Work instructions: Reproduce every one of the records below line for line without changing anything, but leave the pictures out.

Stored data entries:

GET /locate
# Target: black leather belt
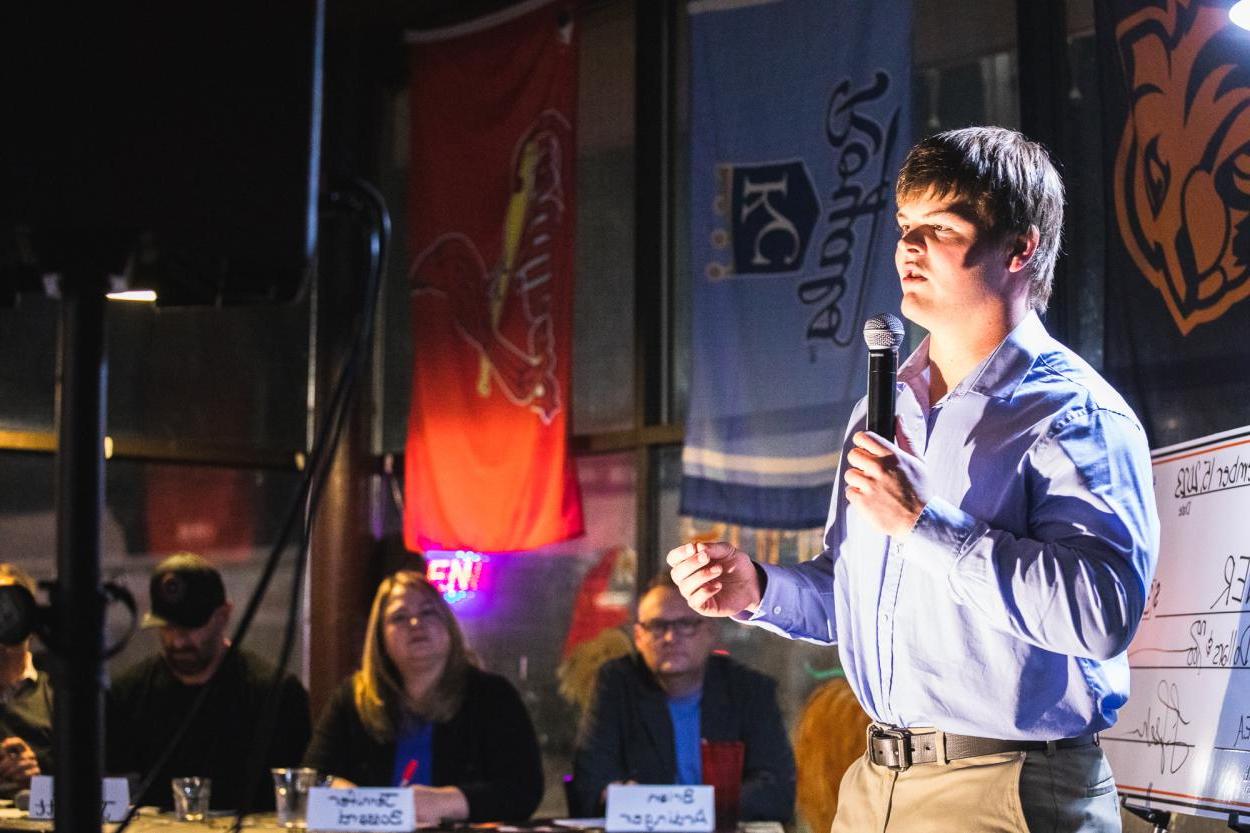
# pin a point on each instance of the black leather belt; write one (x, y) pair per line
(900, 748)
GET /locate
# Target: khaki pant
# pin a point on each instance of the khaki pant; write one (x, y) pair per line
(1011, 792)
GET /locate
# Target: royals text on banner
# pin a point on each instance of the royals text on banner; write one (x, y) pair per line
(1176, 164)
(798, 128)
(491, 225)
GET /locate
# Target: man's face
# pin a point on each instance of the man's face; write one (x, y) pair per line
(950, 267)
(191, 651)
(671, 638)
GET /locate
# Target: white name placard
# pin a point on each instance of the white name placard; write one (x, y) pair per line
(361, 808)
(116, 798)
(653, 808)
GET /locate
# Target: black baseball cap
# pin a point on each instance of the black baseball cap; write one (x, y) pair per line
(185, 590)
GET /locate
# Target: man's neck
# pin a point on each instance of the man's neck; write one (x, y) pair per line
(954, 352)
(680, 684)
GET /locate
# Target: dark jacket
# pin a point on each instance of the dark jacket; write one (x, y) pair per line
(148, 704)
(628, 736)
(488, 749)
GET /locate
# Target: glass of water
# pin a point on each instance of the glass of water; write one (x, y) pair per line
(291, 787)
(191, 798)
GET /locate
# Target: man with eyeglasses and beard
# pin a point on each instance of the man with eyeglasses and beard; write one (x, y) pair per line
(651, 709)
(149, 702)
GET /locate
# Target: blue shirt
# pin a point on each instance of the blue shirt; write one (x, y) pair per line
(685, 714)
(415, 743)
(1008, 609)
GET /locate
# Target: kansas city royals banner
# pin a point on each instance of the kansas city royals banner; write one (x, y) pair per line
(1176, 159)
(491, 227)
(799, 124)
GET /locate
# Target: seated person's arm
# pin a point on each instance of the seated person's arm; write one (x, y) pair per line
(768, 768)
(510, 784)
(599, 759)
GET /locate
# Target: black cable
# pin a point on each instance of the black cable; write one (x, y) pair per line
(340, 408)
(306, 497)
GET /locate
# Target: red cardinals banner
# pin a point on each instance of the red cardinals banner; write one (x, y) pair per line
(1176, 135)
(491, 223)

Reply to the exercise:
GET /locate
# Target: black leather belt
# pin a point on each instance of the black leather belt; write one (x, y) pair per line
(900, 748)
GET /locate
# Target: khaki pant
# pin a point on each instance of the khaki pant; write one (x, y) pair per line
(1011, 792)
GET /locate
# Target: royals text on banner
# pin a point on each instance of the royals text on banner; write one (x, y) pair per line
(1176, 164)
(798, 128)
(491, 225)
GET /locate
# Target: man's face
# pin a point on each instance of the man's face; write one (x, y) pair per line
(950, 267)
(191, 651)
(671, 638)
GET /locate
# Target: white name placard
# pin a point on each instance of the white name placard; write one (x, y) pair per line
(361, 808)
(116, 798)
(653, 808)
GET /locate
# Target: black baseball cap
# pin a point on each instance of the black baseball cap; write one (x, y) pair per line
(185, 590)
GET /locate
# Target: man's neck
# pin a point on each instance of the man's neck; write one (x, y) pair per line
(954, 352)
(680, 684)
GET /locate
# Target: dark jacket
# pin a point on each instance of the dark jacket; write one (x, y) pair per line
(148, 704)
(628, 736)
(488, 749)
GET /locate
# Target: glass of water
# pin a point on each instance of the glass of water; write one (x, y) pair per line
(291, 787)
(191, 798)
GET /locate
# Target: man with eyeglasses and beard
# pin a point on each instance of the man with eyeglasses and beard; write one (x, y) pair per line
(651, 709)
(149, 702)
GET /locate
# Target: blue shirt
# pin a point on each instance of the blue shirt; write one (x, y) pair per line
(685, 714)
(415, 743)
(1008, 609)
GET /locate
# Target: kansas city royals banner
# pin a point on each instance of the kansas city royals banner; write one (x, y) pair per line
(1176, 159)
(491, 227)
(799, 124)
GET /locate
# Target: seated person's arm
# pin a point on each instance of the seated person's arm; write one (x, y) pair per line
(768, 768)
(510, 784)
(599, 759)
GET /locate
# Target: black cable
# pin a point on each instance of the black cable; write one (x, y) pair per line
(340, 408)
(306, 497)
GET /locate
# Target: red cardinals banner
# pin a point on each instance of the red cardinals banner; write one (x, y) pair per line
(1176, 135)
(491, 223)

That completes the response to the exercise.